Location labeling records
.....

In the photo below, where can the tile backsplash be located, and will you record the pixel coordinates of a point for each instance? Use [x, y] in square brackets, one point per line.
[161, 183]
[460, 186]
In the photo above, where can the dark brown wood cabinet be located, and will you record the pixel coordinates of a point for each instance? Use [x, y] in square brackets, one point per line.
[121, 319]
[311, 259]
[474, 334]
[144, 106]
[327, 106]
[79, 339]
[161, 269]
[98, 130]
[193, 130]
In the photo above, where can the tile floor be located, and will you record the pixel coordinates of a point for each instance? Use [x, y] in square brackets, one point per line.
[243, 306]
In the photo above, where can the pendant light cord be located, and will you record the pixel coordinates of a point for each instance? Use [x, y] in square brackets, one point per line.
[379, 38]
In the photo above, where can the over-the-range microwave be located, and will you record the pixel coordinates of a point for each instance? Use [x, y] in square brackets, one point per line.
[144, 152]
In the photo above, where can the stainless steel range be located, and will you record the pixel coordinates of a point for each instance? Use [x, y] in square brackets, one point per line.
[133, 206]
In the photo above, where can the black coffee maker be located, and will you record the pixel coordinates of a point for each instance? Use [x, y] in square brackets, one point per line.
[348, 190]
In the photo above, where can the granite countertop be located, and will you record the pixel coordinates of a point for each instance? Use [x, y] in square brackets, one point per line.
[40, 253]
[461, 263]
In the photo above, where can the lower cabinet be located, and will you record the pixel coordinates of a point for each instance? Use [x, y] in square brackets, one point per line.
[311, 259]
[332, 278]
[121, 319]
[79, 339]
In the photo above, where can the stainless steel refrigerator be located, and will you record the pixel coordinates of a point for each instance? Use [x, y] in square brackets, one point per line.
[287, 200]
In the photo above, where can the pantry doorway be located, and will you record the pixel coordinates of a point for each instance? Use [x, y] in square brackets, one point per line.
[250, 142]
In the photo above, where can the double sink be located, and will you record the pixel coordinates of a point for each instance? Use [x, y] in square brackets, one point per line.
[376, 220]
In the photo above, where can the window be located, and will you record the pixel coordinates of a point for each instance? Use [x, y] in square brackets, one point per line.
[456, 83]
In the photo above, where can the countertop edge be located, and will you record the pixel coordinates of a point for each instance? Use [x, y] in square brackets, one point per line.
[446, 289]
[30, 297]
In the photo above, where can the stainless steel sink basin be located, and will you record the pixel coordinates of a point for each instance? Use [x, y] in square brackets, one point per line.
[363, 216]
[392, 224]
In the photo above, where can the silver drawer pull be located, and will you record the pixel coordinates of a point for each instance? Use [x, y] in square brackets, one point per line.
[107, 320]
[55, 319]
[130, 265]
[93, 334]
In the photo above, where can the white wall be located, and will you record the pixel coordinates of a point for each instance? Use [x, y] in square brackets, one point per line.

.....

▸ **Stated task**
Output all of the data above without any alteration.

▸ **Task answer**
In the photo below, where can the tile backsplash be located, and will you record the pixel coordinates of a point for each instance? Use [x, y] in square brackets, one point per line.
[161, 183]
[460, 186]
In the photo above, where can the dark brown wood cabinet be located, and will you record the pixel coordinates of a point for each instance? Use [x, y] in square brackets, one point per line.
[121, 319]
[311, 259]
[474, 334]
[144, 106]
[327, 106]
[79, 339]
[161, 269]
[98, 130]
[193, 130]
In the photo above, where can the tile floor be located, and will you record the pixel coordinates of a point for each instance? Use [x, y] in square brackets, one point per line.
[243, 306]
In the photo above, where can the pendant light cord be located, and will you record the pixel coordinates of a point for each instance? Use [x, y] in square brackets, one point per line.
[379, 38]
In the photo above, where can the over-the-range microwave be located, and will you record the pixel coordinates of a point for each instance? Use [x, y] in square brackets, one point per line.
[144, 152]
In the photo above, where can the stainless steel range be located, and will you record the pixel coordinates of a point for each instance? Use [x, y] in square brackets, one point per line.
[133, 206]
In the photo above, where can the black coffee maker be located, and will you record the pixel coordinates of a point for each instance? Use [x, y] in square brackets, one point per line.
[348, 190]
In the photo above, where can the granite countertop be located, and will you record the pixel coordinates of a point for each instance? Use [x, y] in square brackets, one point per line.
[40, 253]
[461, 263]
In the photo above, where can the lower cabinet be located, and will you record the pixel coordinates of a point for each instance? Use [x, y] in square brackets, one point per line.
[311, 259]
[332, 278]
[121, 319]
[79, 339]
In the photo above, where can the stainless steel refrigerator be located, and will you record the pixel coordinates of a point for each instance? Use [x, y] in square brackets, one point per line.
[287, 200]
In the photo above, where can the pantry doorway be located, and will you record the pixel coordinates of a point for each instance? Use [x, y] in square brackets, one point per line.
[250, 142]
In the photo above, where can the double sink be located, and will you record the pixel coordinates of a point for each instance? Use [x, y] in square brackets, one point per line.
[376, 220]
In the photo above, where can the window be located, and will you record the pixel coordinates of a point for each instance? Use [x, y] in square brackets, one point per line.
[456, 83]
In the photo above, where can the countertop edge be located, and will you record the pixel coordinates of a point for each instance? Use [x, y] in square brackets, one point per line.
[446, 289]
[30, 297]
In the photo above, where can the stainless steel sink basin be located, and will you record the pixel coordinates of a point for each instance? Use [x, y] in square brackets, one point per line.
[363, 216]
[392, 224]
In the photo above, where can the silver drawer pull be located, and will you record the pixel coordinates of a point for each instance? Use [x, y] in square brackets, one point per line.
[107, 320]
[55, 319]
[130, 265]
[93, 334]
In the photo above, where can the white wall be located, and will you record the pixel coordinates of a point for each instance? Use [x, y] in square brackets, one point per line.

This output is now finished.